#### Data:

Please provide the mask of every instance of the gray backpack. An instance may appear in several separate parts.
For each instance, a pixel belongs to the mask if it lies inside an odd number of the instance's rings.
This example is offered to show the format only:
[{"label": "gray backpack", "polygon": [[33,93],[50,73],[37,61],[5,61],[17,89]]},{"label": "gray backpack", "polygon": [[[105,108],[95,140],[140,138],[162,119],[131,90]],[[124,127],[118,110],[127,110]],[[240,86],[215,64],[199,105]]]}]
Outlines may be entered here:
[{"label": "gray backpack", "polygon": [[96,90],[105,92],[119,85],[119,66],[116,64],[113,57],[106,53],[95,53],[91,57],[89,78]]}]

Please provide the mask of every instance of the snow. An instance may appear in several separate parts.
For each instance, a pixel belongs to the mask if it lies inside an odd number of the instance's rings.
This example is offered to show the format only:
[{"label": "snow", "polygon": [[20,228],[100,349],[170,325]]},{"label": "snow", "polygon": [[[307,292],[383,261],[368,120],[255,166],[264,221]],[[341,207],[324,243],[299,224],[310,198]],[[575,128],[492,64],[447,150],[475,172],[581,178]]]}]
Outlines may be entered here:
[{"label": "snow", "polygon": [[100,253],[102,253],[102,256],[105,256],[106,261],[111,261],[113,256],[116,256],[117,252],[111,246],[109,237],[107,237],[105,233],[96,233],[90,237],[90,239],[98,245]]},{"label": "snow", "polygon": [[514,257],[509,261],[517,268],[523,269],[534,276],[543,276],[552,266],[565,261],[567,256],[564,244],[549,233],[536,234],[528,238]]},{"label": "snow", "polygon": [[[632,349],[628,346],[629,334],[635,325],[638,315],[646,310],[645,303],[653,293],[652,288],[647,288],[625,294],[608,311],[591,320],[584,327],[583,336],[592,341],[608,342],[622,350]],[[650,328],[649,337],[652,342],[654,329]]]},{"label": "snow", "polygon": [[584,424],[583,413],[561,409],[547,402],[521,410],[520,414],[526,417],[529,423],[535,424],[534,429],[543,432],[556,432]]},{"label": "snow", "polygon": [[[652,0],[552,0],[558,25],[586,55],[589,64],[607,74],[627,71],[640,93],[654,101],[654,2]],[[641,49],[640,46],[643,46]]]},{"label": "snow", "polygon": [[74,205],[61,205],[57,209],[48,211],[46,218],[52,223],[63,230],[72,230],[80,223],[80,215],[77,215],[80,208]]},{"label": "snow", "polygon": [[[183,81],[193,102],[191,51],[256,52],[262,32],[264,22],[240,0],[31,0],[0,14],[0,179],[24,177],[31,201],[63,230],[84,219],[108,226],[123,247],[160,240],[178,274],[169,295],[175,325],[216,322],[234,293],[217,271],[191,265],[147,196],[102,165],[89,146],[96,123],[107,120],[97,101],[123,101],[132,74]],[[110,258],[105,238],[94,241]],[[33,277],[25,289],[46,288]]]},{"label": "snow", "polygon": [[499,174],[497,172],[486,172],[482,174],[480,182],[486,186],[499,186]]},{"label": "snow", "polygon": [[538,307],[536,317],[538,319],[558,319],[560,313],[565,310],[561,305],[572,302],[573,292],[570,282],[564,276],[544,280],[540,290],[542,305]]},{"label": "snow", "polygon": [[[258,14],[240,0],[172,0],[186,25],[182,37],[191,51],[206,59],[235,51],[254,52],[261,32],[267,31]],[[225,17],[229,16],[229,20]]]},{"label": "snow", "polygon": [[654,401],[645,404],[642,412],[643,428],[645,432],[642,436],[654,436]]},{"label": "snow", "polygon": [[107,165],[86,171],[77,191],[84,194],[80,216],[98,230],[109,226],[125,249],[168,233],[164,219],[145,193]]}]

#### Work to be completed:
List each line of the records above that contains the word "gray", copying every such line in full.

#### Exercise solution:
Please provide the mask of every instance of the gray backpack. An instance may appear in several separate parts.
[{"label": "gray backpack", "polygon": [[33,93],[50,73],[37,61],[5,61],[17,89]]},{"label": "gray backpack", "polygon": [[[105,108],[95,140],[140,138],[162,119],[131,90]],[[124,127],[118,110],[127,110]],[[240,86],[215,64],[199,105]]]}]
[{"label": "gray backpack", "polygon": [[96,90],[105,92],[119,85],[119,66],[116,64],[113,57],[106,53],[95,53],[91,57],[89,78]]}]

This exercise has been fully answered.